**Complete the following:**
1. In the travel tips text, what app does the writer use to save a trip as a template?
2. State whether each statement agrees with the travel tips text, answering yes or no and quoting the deciding words: (a) The writer buys travel insurance once a year to cover every trip. (b) The writer recommends liquid water enhancers for trips that include a flight. (c) The writer always brings chewable motion-sickness tablets.
3. Quote everything in the travel tips text from "A medical bill" down to "and all claims.".

**Passage for review:**

....................

I put one-half of my clothing in Joan’s bag, and she puts half of her clothing in mine. If one bag is lost or delayed, we can still function comfortably until the bag arrives or replacements are acquired.
Since we are flying, we will pack several antibacterial travel wipes and liquid hand sanitizer. The trays and armrests on airplanes are notorious germ carriers and the cleaners ignore them most of the time. We wipe them down carefully before we touch them or put anything on them. If any food should touch the trays before we wipe tham, we will discard that food immediately.
I make a list of items we are going to pack, as we think of them. I check them off on my Ipad as we pack. Although this doesn’t guarantee we won’t forget anything, it does give us a couple of weeks to think about what we need.
I use the “Stow” app on my Ipad. This allows me to save a trip as a template, which allows me a starting point for the next trip. I can easily customize it for the different places we visit.
Roll Your Clothes
Limit yourself to no more than a week’s worth of clothing. If you are away longer than that plan to do washing. Here is a link to the one of the most efficient ways to pack – the Ranger Roll.
Carry on Only
If you are truly adventurous, here is a video on how to pack so that all you ever need is a carry on.
Cruisers and queasy fliers don’t forget to pack wrist bands and/or dramamine. I always bring the chewable ones. Because when my stomach is unhappy, I may not be able to hold down the pills that are swallowed.
We never leave home without it! However, Jim watched a recent video that showed how insurance companies are ducking out of paying large medical bills. The application form is a quagmire that even with the help of your doctor and lawyer, you may make an error that renders the whole policy null and void.
A medical bill of any significance will trigger an investigation. As a a result, the insurance company will look carefully at your medical history for the past six months to two years (depending on the terms of your policy). They will be looking for any minor error to use to disqualify your claim.
Here is a simple example. They ask about treatment for heart issues (it will be worded carefully). And if you have had any investigation or diagnosis including an ECG or EKG in the time, you better have checked the yes box. It doesn’t matter that no irregularities were found. It just matters that they can disqualify your claim if you fail to disclose. And no the failure just doesn’t apply to heart issues. Any failure may be used to disqualify any and all claims.
There are many, many, other questions that can be tricky also. So be careful!
That being said, we will continue to purchase travel insurance. Note: We buy ours annually to cover all trips during the year.
Whether you fly, walk, drive or cruise, you need to stay hydrated. Bottled water in airports, on cruise ships, or in restaurants can be expensive. Good old tap water in almost every city outside of Mexico and the third world is drinkable.
Sometimes the flavour can differ from what we are accustomed, but refrigeration can help. We try to carry water bottles that have a built in carbon taste filter. In restaurants we ask for tap water with ice. A lot less expensive (free) than the “still” or “sparkling” water the wait staff push.
Bring your empty water bottle with you to the airport, and fill it at a tap or fountain after you clear security. The same empty bottle can brought onto a cruise ship. Refilled and cooled daily. It saves on buying those expensive little bottles they try to sell you every time that you go ashore.
You might want to add a touch of flavour to your water for variety. You can bring anything, from a calorie-free lemonade, to a high end organic energy powder. Your choice. By the way, I do not recommend the liquid water enhancers if a flight is any part of your trip. They are prone to leaking with the pressure changes.

....................

**Stored data:**

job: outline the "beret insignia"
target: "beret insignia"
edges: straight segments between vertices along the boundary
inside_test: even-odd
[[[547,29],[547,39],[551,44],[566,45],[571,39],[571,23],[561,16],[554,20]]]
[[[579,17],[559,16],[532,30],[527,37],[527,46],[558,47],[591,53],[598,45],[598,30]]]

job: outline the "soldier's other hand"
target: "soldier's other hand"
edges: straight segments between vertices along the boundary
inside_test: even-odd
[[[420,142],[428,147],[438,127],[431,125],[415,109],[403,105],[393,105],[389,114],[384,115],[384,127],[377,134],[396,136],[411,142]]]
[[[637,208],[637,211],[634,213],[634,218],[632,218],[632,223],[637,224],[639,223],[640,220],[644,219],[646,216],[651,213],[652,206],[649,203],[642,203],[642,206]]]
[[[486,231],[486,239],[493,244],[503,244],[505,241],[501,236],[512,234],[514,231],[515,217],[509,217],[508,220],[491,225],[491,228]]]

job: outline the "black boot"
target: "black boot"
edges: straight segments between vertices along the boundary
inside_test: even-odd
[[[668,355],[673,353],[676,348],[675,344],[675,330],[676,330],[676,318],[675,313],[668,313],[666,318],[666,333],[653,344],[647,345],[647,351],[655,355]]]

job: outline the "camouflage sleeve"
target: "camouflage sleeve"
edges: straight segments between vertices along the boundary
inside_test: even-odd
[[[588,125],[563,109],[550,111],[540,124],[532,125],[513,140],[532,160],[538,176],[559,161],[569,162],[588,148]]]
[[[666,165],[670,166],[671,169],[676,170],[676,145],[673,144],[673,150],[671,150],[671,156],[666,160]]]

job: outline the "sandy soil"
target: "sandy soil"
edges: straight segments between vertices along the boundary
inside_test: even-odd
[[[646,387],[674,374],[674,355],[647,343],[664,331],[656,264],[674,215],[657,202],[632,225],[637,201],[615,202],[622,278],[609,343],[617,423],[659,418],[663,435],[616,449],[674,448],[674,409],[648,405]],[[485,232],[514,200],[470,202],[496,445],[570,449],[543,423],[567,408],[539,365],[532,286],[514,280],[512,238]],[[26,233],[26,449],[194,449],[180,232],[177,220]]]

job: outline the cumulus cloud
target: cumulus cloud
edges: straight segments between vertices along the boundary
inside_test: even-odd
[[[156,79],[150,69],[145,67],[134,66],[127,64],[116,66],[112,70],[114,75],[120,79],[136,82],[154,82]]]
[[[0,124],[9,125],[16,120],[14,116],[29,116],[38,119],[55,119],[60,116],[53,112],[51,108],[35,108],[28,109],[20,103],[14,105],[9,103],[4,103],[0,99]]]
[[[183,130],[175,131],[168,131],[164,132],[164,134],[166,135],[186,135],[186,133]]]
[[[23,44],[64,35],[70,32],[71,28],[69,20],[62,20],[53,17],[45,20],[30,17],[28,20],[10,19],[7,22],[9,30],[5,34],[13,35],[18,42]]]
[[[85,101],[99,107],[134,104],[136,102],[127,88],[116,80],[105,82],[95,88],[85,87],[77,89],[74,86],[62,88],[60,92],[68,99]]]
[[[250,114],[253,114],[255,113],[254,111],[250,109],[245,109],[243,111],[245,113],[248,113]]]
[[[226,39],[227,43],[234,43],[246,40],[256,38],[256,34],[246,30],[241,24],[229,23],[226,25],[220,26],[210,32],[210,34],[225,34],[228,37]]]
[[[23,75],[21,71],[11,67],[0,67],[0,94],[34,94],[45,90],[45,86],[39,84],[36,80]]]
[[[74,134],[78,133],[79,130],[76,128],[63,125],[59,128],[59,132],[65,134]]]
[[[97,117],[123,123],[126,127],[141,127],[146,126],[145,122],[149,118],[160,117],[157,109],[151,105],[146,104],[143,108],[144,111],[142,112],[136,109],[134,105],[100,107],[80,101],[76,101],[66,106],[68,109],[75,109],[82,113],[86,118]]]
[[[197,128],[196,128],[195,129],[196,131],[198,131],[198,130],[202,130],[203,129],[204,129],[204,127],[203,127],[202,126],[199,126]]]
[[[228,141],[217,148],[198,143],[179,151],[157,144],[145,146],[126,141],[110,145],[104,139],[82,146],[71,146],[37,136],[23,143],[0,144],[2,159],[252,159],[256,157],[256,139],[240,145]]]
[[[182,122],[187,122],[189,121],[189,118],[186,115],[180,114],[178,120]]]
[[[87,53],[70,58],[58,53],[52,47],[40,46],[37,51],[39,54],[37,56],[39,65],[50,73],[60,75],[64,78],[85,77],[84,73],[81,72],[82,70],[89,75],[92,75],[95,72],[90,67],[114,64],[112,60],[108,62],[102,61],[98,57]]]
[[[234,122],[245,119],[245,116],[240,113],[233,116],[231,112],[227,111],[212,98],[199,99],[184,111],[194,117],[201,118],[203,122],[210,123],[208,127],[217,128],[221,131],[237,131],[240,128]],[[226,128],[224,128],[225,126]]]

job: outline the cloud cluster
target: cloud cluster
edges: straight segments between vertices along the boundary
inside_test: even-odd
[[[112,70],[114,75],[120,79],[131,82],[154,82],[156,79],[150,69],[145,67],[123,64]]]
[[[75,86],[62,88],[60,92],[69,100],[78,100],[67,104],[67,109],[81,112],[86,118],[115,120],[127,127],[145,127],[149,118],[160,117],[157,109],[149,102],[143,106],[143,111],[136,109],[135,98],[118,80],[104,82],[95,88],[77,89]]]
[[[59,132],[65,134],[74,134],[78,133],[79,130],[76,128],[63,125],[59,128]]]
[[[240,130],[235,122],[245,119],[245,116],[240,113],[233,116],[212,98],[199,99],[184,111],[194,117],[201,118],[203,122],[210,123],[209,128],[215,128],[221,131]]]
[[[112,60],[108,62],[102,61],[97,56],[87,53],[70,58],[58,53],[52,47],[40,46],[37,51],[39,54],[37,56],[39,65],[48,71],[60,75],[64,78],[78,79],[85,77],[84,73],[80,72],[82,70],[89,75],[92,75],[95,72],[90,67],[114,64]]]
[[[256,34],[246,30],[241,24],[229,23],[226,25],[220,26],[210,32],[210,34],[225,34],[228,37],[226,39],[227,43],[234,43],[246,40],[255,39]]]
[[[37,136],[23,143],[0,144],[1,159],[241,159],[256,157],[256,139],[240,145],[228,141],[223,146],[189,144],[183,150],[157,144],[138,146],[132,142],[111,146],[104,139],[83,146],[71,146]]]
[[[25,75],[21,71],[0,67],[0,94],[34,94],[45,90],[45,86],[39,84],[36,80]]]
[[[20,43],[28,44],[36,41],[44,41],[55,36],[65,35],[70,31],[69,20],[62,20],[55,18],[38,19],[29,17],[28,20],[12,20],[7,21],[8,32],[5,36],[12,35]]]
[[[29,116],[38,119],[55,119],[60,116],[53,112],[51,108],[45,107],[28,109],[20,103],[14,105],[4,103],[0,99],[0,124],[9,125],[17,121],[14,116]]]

....................

**Solved problems:**
1. The "Stow" app on the writer's iPad.

2.
(a) Yes: "We buy ours annually to cover all trips during the year."
(b) No: "I do not recommend the liquid water enhancers if a flight is any part of your trip."
(c) Yes: "I always bring the chewable ones."

3.
A medical bill of any significance will trigger an investigation. As a a result, the insurance company will look carefully at your medical history for the past six months to two years (depending on the terms of your policy). They will be looking for any minor error to use to disqualify your claim.
Here is a simple example. They ask about treatment for heart issues (it will be worded carefully). And if you have had any investigation or diagnosis including an ECG or EKG in the time, you better have checked the yes box. It doesn’t matter that no irregularities were found. It just matters that they can disqualify your claim if you fail to disclose. And no the failure just doesn’t apply to heart issues. Any failure may be used to disqualify any and all claims.